So, Day 4 of the Academy of Psychosomatic Medicine (APM) Meeting and I thought I would start by saying that another attendee at one f this morning’s Oral Paper Sections, while scrolling through the APM App on her smartphone, actually asked me how to find which session she was currently attending! She couldn’t tell! I showed her on my paper schedule (just sayin’).
Anyway, I thought the Plenary Session was very thought-provoking, “President’s Symposium Part 2: An Educational and Research Approach to Patient-Centered Communication” featuring speaker Grayson Norquist, MD, MSPH and Dennis Novack, MD.
Dr. Norquist’s lecture, “Improving Clinical Communications through a Patient-Centered Approach” included his remarks which echoed almost exactly my own regarding the imposition of Relative Value Units (RVUs) as a measure of clinical productivity–it basically sucks.

[EXCERPTED RECORDS]
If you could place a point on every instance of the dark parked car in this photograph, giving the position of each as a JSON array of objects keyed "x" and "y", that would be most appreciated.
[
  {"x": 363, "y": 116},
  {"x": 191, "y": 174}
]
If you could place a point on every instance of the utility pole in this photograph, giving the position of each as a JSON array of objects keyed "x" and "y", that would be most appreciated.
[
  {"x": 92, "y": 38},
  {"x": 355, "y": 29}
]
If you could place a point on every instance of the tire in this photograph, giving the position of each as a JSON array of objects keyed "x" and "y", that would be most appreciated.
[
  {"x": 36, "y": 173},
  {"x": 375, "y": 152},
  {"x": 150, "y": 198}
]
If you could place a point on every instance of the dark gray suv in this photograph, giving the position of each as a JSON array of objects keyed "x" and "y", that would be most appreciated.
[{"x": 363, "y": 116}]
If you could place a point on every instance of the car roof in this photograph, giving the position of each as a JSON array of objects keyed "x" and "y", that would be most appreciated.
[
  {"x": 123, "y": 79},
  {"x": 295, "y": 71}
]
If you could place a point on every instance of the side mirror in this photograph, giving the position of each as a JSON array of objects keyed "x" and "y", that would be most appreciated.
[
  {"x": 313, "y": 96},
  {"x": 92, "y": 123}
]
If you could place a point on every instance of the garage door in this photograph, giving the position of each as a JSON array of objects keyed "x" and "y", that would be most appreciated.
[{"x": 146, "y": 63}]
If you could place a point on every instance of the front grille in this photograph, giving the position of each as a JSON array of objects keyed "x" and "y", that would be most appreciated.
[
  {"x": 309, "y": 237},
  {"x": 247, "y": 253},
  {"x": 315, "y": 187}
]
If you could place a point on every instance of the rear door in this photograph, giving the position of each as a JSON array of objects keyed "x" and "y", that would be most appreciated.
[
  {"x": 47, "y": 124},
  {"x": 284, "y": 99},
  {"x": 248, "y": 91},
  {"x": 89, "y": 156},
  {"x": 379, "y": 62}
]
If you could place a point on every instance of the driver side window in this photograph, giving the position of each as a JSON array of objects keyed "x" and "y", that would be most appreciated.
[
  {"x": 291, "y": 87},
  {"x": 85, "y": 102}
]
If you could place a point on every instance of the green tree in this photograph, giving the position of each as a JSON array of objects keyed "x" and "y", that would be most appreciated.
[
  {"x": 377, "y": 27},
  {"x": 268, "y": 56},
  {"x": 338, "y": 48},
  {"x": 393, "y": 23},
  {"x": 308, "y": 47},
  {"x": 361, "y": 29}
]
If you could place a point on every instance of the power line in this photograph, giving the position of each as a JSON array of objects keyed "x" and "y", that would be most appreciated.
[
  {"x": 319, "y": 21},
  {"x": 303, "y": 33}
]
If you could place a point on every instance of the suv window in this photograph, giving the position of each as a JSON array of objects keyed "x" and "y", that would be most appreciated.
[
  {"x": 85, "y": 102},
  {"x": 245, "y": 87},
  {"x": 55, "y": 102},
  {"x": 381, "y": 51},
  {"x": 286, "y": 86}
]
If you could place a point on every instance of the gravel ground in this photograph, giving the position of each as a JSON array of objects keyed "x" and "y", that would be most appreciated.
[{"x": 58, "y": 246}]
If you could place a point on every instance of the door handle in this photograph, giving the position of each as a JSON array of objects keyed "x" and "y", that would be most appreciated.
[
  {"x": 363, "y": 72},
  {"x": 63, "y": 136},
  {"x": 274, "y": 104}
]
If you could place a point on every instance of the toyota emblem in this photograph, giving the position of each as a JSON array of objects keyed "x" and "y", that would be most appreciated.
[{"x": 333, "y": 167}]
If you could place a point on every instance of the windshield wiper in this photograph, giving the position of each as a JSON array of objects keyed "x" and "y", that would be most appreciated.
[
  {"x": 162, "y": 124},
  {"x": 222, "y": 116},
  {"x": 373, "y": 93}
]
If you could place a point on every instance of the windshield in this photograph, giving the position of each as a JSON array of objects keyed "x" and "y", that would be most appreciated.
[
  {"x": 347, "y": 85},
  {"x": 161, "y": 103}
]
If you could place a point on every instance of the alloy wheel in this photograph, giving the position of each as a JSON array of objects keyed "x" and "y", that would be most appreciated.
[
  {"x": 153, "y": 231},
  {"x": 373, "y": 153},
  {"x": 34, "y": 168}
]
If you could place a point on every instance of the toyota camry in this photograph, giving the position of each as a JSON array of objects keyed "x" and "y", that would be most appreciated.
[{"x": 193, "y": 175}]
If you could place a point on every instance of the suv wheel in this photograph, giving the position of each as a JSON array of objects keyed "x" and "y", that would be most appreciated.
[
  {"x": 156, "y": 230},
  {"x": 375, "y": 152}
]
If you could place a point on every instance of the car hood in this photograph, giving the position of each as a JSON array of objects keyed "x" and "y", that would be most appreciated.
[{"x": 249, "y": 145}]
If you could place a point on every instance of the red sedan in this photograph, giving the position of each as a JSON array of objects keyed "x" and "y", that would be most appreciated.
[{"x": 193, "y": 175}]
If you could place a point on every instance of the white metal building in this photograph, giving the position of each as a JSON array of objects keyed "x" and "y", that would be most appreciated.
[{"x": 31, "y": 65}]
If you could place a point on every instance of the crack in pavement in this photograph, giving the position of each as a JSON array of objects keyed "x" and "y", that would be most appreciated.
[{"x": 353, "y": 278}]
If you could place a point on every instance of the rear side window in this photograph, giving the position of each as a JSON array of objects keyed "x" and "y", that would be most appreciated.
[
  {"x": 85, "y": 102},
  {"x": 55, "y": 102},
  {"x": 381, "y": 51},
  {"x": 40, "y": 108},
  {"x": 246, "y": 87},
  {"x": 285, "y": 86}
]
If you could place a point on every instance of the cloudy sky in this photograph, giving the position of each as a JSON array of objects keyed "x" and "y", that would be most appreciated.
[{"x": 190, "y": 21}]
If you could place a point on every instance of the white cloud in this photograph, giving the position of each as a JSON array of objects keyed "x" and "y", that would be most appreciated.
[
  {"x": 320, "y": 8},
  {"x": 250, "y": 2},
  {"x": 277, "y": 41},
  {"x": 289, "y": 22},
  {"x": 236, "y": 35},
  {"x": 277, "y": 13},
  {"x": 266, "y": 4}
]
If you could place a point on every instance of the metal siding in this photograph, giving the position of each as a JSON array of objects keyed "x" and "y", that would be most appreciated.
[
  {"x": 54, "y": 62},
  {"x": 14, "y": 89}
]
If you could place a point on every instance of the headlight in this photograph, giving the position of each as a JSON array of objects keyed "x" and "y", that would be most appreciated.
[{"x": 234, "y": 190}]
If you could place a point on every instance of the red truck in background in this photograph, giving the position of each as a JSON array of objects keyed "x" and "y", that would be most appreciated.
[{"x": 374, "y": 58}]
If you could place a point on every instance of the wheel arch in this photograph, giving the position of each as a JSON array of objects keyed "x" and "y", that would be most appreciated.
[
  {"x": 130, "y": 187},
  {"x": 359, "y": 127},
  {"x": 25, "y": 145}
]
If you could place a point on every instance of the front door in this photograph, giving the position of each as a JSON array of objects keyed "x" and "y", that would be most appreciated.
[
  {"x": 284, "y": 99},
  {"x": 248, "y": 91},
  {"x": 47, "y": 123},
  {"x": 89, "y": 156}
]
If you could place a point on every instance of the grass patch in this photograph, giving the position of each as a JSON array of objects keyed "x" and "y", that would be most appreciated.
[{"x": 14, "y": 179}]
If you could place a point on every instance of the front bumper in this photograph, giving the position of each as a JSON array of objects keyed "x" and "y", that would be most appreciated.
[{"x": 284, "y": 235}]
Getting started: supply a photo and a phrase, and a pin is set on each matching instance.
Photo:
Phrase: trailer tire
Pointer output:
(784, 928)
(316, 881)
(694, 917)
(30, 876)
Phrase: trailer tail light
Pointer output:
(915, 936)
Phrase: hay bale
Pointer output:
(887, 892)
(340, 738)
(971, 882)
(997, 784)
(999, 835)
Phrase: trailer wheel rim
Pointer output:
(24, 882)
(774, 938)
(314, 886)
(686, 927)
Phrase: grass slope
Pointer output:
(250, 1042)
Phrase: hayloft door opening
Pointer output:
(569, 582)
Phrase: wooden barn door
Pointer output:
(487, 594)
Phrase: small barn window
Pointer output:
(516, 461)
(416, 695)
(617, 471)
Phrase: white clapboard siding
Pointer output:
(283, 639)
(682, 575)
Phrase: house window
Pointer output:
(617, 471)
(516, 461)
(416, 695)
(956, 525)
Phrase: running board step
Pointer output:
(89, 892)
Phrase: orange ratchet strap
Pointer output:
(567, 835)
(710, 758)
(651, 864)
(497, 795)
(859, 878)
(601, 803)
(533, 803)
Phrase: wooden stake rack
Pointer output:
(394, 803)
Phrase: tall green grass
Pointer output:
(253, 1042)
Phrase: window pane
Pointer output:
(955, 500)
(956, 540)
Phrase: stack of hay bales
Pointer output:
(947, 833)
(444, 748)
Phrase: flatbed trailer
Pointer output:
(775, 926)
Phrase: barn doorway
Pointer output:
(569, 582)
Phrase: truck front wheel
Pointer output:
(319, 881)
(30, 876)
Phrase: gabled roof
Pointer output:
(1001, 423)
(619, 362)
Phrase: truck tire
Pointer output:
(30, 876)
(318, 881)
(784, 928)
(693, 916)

[APPLY WHAT YOU READ]
A. Say whether each statement agrees with the APM meeting post, answering yes or no and quoting the deciding words. (i) The other attendee used the APM App to find which session she was in. (ii) Dennis Novack, MD, was a speaker at the Plenary Session. (iii) Dr. Norquist's lecture addressed Relative Value Units as a measure of clinical productivity.
B. Write out the APM meeting post from "So, Day 4 of" up to and including "Dennis Novack, MD.".

[SOLUTIONS BELOW]
A.
(i) No: "She couldn’t tell!"
(ii) Yes: "featuring speaker Grayson Norquist, MD, MSPH and Dennis Novack, MD."
(iii) Yes: "the imposition of Relative Value Units (RVUs) as a measure of clinical productivity"

B.
So, Day 4 of the Academy of Psychosomatic Medicine (APM) Meeting and I thought I would start by saying that another attendee at one f this morning’s Oral Paper Sections, while scrolling through the APM App on her smartphone, actually asked me how to find which session she was currently attending! She couldn’t tell! I showed her on my paper schedule (just sayin’).
Anyway, I thought the Plenary Session was very thought-provoking, “President’s Symposium Part 2: An Educational and Research Approach to Patient-Centered Communication” featuring speaker Grayson Norquist, MD, MSPH and Dennis Novack, MD.